Retype the records below exactly as they appear.

────────────────────

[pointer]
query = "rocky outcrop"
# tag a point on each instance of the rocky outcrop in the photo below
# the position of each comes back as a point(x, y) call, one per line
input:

────────────────────

__EXERCISE RESPONSE__.
[pointer]
query = "rocky outcrop"
# tag a point on each instance of the rocky outcrop in the photo below
# the position of each comes back as a point(x, y) call, one per line
input:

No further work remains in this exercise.